BEGIN EXTRACTED ENTRIES

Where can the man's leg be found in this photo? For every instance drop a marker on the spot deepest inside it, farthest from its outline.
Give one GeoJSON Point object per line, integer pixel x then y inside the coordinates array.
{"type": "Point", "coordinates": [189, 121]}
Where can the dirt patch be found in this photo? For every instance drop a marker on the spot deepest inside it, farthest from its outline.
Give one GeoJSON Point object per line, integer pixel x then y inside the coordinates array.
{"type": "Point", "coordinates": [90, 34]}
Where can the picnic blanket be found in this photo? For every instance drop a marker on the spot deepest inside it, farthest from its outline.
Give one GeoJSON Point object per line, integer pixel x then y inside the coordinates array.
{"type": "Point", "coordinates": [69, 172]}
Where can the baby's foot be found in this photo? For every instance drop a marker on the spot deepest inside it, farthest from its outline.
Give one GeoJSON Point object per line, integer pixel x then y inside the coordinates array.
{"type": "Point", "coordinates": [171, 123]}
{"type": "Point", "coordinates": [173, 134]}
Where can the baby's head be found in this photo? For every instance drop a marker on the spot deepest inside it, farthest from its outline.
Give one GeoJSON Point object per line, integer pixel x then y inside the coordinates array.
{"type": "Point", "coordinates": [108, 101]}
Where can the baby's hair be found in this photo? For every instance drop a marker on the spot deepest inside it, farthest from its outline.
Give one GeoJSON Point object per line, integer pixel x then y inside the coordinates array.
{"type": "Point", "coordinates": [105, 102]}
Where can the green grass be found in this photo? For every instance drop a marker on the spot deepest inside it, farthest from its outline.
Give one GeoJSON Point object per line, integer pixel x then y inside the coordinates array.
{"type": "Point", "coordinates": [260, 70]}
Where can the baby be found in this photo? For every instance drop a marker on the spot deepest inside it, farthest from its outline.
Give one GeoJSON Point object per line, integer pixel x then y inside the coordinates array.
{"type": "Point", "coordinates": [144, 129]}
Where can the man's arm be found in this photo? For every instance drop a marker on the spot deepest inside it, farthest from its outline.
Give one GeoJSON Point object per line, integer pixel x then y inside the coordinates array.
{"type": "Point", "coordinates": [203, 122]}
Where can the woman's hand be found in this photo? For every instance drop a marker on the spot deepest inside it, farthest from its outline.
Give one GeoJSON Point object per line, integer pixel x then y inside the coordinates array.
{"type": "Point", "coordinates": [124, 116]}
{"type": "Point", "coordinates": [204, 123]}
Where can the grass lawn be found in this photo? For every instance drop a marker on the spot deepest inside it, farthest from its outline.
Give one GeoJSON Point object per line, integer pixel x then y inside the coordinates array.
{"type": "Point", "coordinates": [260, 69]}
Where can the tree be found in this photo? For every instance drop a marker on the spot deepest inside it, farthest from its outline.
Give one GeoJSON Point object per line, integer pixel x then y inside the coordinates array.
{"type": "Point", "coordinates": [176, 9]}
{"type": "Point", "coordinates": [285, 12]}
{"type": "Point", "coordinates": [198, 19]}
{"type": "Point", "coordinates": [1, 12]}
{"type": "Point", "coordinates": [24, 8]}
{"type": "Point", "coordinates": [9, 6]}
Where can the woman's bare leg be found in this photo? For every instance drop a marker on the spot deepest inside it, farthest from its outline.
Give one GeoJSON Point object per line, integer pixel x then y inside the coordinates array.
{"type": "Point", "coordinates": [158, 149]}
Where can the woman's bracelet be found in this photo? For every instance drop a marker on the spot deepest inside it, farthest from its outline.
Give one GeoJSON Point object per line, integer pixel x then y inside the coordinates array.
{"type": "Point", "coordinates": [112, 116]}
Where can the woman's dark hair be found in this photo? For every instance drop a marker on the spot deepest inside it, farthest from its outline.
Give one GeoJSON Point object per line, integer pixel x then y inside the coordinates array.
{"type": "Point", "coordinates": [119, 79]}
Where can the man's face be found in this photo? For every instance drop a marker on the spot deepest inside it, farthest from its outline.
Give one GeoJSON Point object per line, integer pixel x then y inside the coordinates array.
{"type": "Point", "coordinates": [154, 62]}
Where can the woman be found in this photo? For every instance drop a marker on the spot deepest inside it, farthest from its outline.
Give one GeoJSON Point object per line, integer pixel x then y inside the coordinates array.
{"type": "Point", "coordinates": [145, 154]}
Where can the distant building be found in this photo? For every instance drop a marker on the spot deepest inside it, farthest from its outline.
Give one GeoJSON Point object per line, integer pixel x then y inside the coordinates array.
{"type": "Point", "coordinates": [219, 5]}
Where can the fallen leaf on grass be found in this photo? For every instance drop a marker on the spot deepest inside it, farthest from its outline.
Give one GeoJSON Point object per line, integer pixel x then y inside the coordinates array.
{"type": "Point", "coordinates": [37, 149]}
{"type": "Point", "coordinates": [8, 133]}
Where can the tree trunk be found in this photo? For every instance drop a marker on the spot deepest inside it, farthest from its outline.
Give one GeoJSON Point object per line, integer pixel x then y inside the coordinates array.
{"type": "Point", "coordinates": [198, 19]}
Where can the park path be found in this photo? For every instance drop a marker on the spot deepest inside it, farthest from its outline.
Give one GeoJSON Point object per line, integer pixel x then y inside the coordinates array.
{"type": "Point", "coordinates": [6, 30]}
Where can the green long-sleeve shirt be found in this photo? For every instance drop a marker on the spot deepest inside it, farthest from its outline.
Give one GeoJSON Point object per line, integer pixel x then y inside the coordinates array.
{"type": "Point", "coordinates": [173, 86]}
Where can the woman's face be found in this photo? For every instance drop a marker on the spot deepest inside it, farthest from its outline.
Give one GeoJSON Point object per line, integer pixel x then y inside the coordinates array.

END EXTRACTED ENTRIES

[DIRECTIONS]: Copy the lines of every record above verbatim.

[RESPONSE TO THE TASK]:
Where can the man's leg be found in this photo? For every instance drop a marker on the spot deepest inside it, farthest from its outline.
Give one GeoJSON Point object per line, integer pixel x then y inside the coordinates array.
{"type": "Point", "coordinates": [189, 121]}
Where can the dirt patch be found in this photo? For every instance drop a marker on the spot deepest inside it, farthest from its outline.
Give one GeoJSON Point object per line, integer pixel x then y inside the coordinates array.
{"type": "Point", "coordinates": [90, 34]}
Where can the picnic blanket be found in this photo? For every instance drop a marker on the spot deepest inside it, farthest from its outline.
Give one GeoJSON Point object per line, integer pixel x then y inside the coordinates array.
{"type": "Point", "coordinates": [69, 172]}
Where can the baby's foot be found in this photo? For every instance drop a marker on the spot deepest inside it, farthest from its outline.
Give one GeoJSON Point object per line, integer pixel x then y inside the coordinates array.
{"type": "Point", "coordinates": [171, 123]}
{"type": "Point", "coordinates": [173, 134]}
Where can the baby's head be found in this photo? For every instance drop a marker on the spot deepest inside it, farthest from its outline.
Give one GeoJSON Point object per line, integer pixel x then y inside the coordinates array.
{"type": "Point", "coordinates": [108, 101]}
Where can the baby's hair be found in this photo? For every instance drop a marker on the spot deepest inside it, farthest from its outline.
Give one GeoJSON Point object per line, integer pixel x then y inside the coordinates array.
{"type": "Point", "coordinates": [105, 102]}
Where can the green grass be found in this photo? For every instance drop a marker on the spot deepest inside it, farthest from its outline.
Give one GeoJSON Point object per line, integer pixel x then y inside the coordinates array.
{"type": "Point", "coordinates": [260, 70]}
Where can the baby be found in this photo? For every instance drop a marker on the spot deepest inside it, farthest from its outline.
Give one GeoJSON Point object per line, integer pixel x then y inside the coordinates array.
{"type": "Point", "coordinates": [144, 129]}
Where can the man's arm be found in this photo? For every instance drop a marker on the spot deepest inside it, farthest from its outline.
Give one GeoJSON Point object per line, integer pixel x then y inside the coordinates array.
{"type": "Point", "coordinates": [203, 122]}
Where can the woman's hand be found in this photo? For every instance drop a marker on the spot deepest inside it, farthest from its outline.
Give one GeoJSON Point object per line, integer pixel x then y inside the coordinates array.
{"type": "Point", "coordinates": [124, 116]}
{"type": "Point", "coordinates": [204, 123]}
Where can the grass lawn be found in this photo? For every instance drop a marker on the spot deepest inside it, farthest from its outline.
Give one GeoJSON Point object per line, integer pixel x then y inside the coordinates array.
{"type": "Point", "coordinates": [260, 69]}
Where can the tree be found in this photo? For every instance drop a marker on the spot deepest inside it, farthest from its outline.
Give one GeoJSON Point object per line, integer pixel x then y inside the coordinates array.
{"type": "Point", "coordinates": [176, 9]}
{"type": "Point", "coordinates": [285, 12]}
{"type": "Point", "coordinates": [198, 19]}
{"type": "Point", "coordinates": [1, 12]}
{"type": "Point", "coordinates": [24, 8]}
{"type": "Point", "coordinates": [9, 6]}
Where can the woman's bare leg be found in this photo? For every instance drop a marker on the spot deepest inside it, farthest from its outline.
Give one GeoJSON Point object per line, integer pixel x then y inside the coordinates array.
{"type": "Point", "coordinates": [158, 149]}
Where can the woman's bracelet be found in this photo? For every instance drop a marker on the spot deepest inside it, farthest from its outline.
Give one GeoJSON Point object per line, integer pixel x then y inside the coordinates array.
{"type": "Point", "coordinates": [112, 116]}
Where can the woman's dark hair be found in this photo? For every instance drop a marker on the spot deepest inside it, farthest from its outline.
Give one GeoJSON Point object per line, integer pixel x then y inside the coordinates array.
{"type": "Point", "coordinates": [119, 79]}
Where can the man's face be found in this photo? For every instance drop a marker on the spot deepest inside it, farthest from its outline.
Give one GeoJSON Point object per line, integer pixel x then y inside the coordinates array.
{"type": "Point", "coordinates": [154, 62]}
Where can the woman be found in this photo? For every instance drop a marker on the spot deepest inside it, farthest from its outline.
Give one GeoJSON Point object per line, integer pixel x then y inside the coordinates array.
{"type": "Point", "coordinates": [145, 154]}
Where can the distant building be found in this photo? For every instance drop a marker on the spot deepest inside it, farthest from its outline.
Give one GeoJSON Point object per line, integer pixel x then y inside the coordinates array.
{"type": "Point", "coordinates": [219, 5]}
Where can the fallen leaf on grass be found in this photo? For every instance drop a marker on the spot deepest inside it, farthest from its outline.
Give one GeoJSON Point object per line, integer pixel x then y inside the coordinates array.
{"type": "Point", "coordinates": [37, 149]}
{"type": "Point", "coordinates": [8, 133]}
Where can the tree trunk be found in this photo? For every instance drop a marker on the spot deepest inside it, farthest from its outline.
Give one GeoJSON Point object per line, integer pixel x then y inside the coordinates array.
{"type": "Point", "coordinates": [198, 19]}
Where can the park path be found in this photo? For every instance drop a marker on the spot deepest inside it, farthest from its outline.
Give one GeoJSON Point object per line, integer pixel x then y inside the coordinates array.
{"type": "Point", "coordinates": [6, 30]}
Where can the green long-sleeve shirt be found in this photo? For every instance drop a marker on the spot deepest inside it, farthest from its outline.
Give one GeoJSON Point object per line, integer pixel x then y inside the coordinates array.
{"type": "Point", "coordinates": [173, 86]}
Where can the woman's face be found in this photo? For every instance drop a marker on the spot deepest inside it, farthest from its outline.
Give one GeoJSON Point object per line, integer pixel x then y inside the coordinates array.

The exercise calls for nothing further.